**Text shown**
Herbie McCracken
- Full name: Herbert Lowry McCracken
- Born: 8 July 1927 Belfast, Northern Ireland
- Died: 15 February 2023 (aged 95)
- School: Banbridge Academy
- University: Queen's University Belfast
- Occupation(s): Solicitor

Rugby union career
- Position(s): Scrum-half

International career
- Years: Team / Apps / (Points)
- 1954: Ireland / 1 / (0)

= Herbie McCracken =

Rugby union player from Northern Ireland

Herbert Lowry McCracken (8 July 1927 – 15 February 2023) was an Irish international rugby union player.

==Biography==
McCracken was born in Belfast and educated at Banbridge Academy, where he learned his rugby.

A scrum-half, McCracken played his rugby for the North of Ireland and Queen's University clubs. He was named to debut for Ireland in their 1951 Five Nations opener against France, but had to withdraw from the team after being hospitalised with pleurisy. His only Ireland cap didn't come until 1954, deputising Johnny O'Meara for a match against Wales at Lansdowne Road. Ireland lost to a last-minute Denzil Thomas drop goal.

McCracken was also an Ulster representative hockey player and won an Irish Senior Cup with the Banbridge Hockey Club.

**Tasks to complete**
1. List every distinct year mentioned in the text about Herbie McCracken.
2. Write out the part of the Herbie McCracken text that opens with the words containing "International career" and closes with "learned his rugby.".
Work only from the text above.

(Saved entries)
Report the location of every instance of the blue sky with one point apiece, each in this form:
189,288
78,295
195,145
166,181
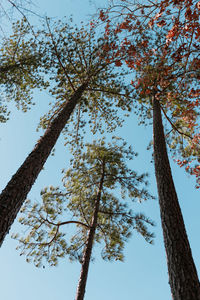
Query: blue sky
143,275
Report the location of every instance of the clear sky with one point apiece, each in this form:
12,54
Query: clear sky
143,275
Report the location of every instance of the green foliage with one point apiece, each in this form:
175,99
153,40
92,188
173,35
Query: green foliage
20,69
74,204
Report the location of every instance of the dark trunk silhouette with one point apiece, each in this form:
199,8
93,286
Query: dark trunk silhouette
183,278
88,248
14,194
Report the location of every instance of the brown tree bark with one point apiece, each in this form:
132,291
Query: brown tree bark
183,278
14,194
88,248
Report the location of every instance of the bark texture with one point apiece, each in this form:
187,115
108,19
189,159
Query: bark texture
14,194
183,278
88,248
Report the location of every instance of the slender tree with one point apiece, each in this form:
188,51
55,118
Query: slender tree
70,57
98,214
164,73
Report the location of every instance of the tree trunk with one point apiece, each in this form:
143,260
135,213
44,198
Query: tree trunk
88,248
14,194
183,277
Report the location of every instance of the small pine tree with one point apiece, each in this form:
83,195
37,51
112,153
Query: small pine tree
88,201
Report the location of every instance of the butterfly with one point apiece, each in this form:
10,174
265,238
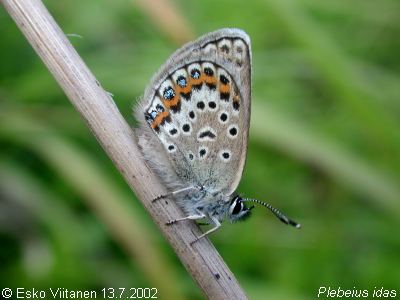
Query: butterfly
194,127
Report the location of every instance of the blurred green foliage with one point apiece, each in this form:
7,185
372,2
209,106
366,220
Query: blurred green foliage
324,147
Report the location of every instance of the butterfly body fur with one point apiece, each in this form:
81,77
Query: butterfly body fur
194,121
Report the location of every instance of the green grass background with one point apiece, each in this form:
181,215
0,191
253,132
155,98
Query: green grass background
324,147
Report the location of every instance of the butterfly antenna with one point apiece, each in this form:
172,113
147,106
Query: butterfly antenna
275,211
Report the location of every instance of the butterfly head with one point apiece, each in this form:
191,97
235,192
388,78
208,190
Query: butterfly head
238,210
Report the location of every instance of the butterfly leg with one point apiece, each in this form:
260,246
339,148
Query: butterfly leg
217,225
190,217
200,188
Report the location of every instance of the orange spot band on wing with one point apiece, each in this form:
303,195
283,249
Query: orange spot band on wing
159,119
194,81
172,102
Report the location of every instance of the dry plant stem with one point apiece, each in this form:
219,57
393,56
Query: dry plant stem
103,118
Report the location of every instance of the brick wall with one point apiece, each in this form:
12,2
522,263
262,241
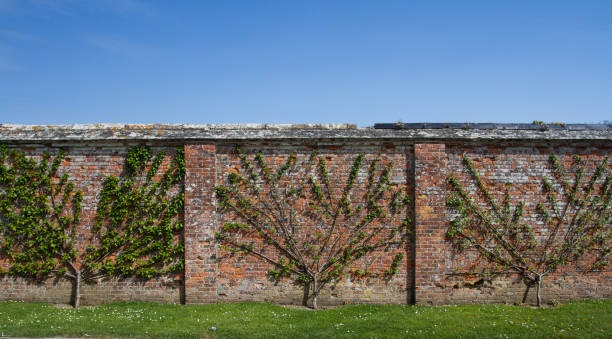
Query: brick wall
425,274
88,165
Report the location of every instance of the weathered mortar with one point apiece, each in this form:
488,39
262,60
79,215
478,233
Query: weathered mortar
427,155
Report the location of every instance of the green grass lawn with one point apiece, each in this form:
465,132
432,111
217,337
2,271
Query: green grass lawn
584,319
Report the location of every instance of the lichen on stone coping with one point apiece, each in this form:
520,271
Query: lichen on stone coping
420,131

**Set of answers**
1. 1927, 1951, 1954, 2023

2.
International career
- Years: Team / Apps / (Points)
- 1954: Ireland / 1 / (0)

= Herbie McCracken =

Rugby union player from Northern Ireland

Herbert Lowry McCracken (8 July 1927 – 15 February 2023) was an Irish international rugby union player.

==Biography==
McCracken was born in Belfast and educated at Banbridge Academy, where he learned his rugby.